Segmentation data
* Begin *

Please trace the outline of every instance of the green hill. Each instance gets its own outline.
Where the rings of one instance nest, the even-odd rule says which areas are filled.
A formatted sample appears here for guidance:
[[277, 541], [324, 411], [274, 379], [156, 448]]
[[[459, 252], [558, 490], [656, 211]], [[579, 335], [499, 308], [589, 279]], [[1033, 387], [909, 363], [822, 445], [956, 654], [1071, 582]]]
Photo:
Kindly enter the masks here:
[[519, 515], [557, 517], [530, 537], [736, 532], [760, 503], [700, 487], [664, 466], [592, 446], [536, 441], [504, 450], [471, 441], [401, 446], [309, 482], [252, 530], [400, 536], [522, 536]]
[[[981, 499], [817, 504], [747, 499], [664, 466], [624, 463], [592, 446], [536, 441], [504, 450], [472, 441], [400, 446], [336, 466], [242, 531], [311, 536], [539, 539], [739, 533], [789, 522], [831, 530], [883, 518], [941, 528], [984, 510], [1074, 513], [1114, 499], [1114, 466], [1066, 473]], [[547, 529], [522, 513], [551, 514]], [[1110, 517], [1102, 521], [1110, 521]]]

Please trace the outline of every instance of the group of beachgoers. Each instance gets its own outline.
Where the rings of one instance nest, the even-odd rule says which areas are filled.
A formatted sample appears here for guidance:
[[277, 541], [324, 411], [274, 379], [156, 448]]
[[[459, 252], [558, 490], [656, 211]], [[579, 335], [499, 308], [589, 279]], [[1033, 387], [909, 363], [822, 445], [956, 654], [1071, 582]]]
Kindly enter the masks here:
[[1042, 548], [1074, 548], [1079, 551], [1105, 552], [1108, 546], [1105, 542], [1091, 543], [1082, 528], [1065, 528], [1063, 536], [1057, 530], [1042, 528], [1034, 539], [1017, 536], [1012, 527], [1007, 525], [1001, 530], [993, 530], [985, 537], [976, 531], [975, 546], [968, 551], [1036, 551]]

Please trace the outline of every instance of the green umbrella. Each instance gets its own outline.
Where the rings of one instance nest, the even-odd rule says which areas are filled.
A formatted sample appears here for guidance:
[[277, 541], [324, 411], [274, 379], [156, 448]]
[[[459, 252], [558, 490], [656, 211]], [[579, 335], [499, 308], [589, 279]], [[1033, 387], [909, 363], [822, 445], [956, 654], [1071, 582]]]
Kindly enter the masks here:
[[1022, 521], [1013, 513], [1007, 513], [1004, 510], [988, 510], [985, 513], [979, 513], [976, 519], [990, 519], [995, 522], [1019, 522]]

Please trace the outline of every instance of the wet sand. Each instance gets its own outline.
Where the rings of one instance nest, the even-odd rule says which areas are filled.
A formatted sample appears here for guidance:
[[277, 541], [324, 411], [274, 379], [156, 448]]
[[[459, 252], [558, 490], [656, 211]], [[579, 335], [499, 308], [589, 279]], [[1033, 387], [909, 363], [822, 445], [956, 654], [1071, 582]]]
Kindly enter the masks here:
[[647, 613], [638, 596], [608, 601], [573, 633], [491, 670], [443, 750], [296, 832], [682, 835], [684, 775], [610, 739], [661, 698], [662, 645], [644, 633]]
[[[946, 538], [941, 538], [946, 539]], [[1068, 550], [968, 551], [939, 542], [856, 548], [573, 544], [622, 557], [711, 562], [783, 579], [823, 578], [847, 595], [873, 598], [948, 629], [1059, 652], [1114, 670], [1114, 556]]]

* End *

• [Work to be completed]:
Reproduce the part of the items that opens at their very beginning and closes with the line containing "536], [522, 536]]", with both ends included, and reproduce nothing beyond it. Within that part, offset every coordinate in the answers by adding 51 to each number, and leave the requests and their format samples unchanged.

• [Result of the task]:
Please trace the outline of every instance of the green hill. Each instance gets its own outline.
Where the rings of one instance nest, the even-odd rule says which areas are filled.
A formatted sample appears here for guidance:
[[277, 541], [324, 411], [274, 379], [156, 448]]
[[[459, 252], [558, 490], [656, 211]], [[579, 335], [499, 308], [589, 279]], [[1033, 387], [909, 363], [822, 445], [956, 654], [1071, 582]]]
Photo:
Kindly enter the masks here:
[[570, 566], [608, 568], [581, 588], [787, 583], [811, 554], [751, 538], [715, 517], [643, 497], [587, 492], [555, 501], [522, 492], [452, 497], [360, 533], [303, 581], [451, 587], [573, 587]]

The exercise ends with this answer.